= EXERCISE =
Beginning with the line where "of the work" appears, repeat every remaining line of the entries exactly, the last line included.

= EXTRACTED ENTRIES =
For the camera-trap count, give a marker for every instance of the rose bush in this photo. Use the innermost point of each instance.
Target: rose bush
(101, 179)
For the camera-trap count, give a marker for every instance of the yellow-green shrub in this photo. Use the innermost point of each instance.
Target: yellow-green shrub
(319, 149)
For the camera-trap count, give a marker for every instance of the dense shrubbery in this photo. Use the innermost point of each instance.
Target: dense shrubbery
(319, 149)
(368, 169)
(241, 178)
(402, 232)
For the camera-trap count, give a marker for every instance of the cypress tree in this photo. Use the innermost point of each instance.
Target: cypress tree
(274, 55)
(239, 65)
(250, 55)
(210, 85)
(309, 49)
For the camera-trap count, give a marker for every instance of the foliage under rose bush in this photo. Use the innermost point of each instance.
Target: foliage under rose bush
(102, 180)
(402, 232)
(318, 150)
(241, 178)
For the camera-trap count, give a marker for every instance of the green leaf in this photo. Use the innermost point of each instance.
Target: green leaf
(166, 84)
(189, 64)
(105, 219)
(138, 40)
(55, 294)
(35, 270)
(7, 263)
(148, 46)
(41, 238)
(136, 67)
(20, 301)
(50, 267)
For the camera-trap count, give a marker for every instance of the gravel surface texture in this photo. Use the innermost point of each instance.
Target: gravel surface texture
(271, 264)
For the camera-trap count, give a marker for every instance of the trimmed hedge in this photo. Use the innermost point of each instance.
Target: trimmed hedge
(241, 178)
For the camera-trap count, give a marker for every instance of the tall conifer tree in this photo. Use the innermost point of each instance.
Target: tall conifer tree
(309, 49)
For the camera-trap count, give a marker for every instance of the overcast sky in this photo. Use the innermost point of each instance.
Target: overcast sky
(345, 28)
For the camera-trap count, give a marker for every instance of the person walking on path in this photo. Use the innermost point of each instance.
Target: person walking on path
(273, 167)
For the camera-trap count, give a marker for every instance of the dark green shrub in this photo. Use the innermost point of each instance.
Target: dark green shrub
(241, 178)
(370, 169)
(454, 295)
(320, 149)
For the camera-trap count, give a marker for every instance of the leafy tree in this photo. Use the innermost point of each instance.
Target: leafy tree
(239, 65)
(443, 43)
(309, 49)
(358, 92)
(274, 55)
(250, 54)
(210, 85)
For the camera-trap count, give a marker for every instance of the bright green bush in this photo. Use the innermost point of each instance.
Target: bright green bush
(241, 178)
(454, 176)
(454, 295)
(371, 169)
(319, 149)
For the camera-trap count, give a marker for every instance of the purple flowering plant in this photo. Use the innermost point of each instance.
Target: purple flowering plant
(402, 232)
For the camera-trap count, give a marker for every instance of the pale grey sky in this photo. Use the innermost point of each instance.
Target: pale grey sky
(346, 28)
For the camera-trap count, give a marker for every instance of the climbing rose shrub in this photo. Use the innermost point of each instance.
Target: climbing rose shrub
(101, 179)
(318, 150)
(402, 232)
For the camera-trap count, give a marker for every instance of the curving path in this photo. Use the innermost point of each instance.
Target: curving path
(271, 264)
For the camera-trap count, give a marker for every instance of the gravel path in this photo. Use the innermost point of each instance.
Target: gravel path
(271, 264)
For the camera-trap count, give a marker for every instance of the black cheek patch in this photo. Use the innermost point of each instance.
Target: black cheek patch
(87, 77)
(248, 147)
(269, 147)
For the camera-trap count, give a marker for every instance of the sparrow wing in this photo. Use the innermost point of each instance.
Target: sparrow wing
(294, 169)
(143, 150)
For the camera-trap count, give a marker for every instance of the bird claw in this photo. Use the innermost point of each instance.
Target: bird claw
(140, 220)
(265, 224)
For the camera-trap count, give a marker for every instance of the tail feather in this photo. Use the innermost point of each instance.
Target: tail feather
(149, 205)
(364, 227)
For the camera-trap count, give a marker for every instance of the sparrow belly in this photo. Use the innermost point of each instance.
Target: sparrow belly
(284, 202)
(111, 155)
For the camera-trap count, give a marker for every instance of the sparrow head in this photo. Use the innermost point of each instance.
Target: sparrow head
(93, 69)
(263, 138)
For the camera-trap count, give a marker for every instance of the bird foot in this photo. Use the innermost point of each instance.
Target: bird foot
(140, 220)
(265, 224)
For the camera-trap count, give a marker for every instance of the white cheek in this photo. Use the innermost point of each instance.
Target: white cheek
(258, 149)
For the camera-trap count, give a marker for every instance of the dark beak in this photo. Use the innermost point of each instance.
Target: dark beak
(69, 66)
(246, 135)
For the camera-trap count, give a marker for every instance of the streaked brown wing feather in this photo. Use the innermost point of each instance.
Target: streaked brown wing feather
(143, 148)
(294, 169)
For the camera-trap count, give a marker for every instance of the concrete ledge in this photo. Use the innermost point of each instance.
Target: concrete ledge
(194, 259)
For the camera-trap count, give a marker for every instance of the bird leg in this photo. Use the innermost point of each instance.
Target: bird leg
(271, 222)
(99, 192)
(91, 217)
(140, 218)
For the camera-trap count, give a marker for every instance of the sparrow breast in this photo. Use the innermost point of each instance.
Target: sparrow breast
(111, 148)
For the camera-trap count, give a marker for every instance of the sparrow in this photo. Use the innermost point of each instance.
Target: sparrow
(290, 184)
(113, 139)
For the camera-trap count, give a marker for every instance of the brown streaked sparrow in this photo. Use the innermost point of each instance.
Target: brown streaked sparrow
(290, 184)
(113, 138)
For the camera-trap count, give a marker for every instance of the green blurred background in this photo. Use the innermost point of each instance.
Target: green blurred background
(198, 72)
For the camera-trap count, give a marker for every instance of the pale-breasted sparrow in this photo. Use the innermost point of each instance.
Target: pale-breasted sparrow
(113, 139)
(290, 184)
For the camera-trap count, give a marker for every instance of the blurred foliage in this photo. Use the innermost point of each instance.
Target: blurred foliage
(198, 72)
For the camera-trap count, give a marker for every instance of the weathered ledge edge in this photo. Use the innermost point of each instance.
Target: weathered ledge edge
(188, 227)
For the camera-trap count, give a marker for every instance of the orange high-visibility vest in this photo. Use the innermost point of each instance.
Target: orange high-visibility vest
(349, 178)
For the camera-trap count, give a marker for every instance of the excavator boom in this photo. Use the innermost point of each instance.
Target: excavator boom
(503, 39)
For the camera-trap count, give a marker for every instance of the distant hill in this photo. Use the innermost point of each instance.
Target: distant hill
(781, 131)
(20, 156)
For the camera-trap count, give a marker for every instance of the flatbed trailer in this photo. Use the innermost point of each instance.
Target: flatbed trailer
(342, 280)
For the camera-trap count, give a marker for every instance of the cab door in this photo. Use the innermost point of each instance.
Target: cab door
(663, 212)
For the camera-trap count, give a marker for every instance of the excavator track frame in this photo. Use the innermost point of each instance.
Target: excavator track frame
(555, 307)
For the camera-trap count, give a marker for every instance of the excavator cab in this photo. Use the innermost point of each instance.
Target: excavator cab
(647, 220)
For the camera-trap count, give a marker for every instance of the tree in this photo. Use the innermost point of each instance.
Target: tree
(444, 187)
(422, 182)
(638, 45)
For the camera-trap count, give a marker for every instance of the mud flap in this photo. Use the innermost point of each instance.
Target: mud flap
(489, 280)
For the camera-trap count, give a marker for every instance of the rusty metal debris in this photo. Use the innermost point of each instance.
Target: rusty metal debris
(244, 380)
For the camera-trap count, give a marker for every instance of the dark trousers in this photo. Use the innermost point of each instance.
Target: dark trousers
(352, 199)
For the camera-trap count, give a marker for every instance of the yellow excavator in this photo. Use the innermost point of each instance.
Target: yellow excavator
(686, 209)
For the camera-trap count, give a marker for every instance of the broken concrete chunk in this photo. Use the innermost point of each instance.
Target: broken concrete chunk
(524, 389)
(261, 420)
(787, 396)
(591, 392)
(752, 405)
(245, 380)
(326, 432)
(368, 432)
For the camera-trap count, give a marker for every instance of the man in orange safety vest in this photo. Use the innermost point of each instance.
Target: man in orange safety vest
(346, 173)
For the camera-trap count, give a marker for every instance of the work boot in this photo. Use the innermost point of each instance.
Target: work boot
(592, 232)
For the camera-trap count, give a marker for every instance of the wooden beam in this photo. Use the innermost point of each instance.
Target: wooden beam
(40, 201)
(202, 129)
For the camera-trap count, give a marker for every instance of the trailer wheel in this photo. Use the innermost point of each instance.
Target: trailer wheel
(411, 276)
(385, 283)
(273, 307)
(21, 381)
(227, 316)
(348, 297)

= COMPLETE ANSWER =
For the camera-trap count, give a marker for every instance of the work boot in this photo. Use the innermost point of each instance.
Target: work boot
(592, 232)
For the camera-trap count, give a marker for every instance of the wooden beam in this photo. Use the innermost point of each instance.
Target: wooden beam
(40, 201)
(202, 129)
For the camera-trap count, give a marker for every instance of the trailer wheel in this photo. Use the innermost point of each instance.
Target: trailer wheel
(411, 276)
(385, 283)
(273, 307)
(21, 381)
(227, 316)
(348, 297)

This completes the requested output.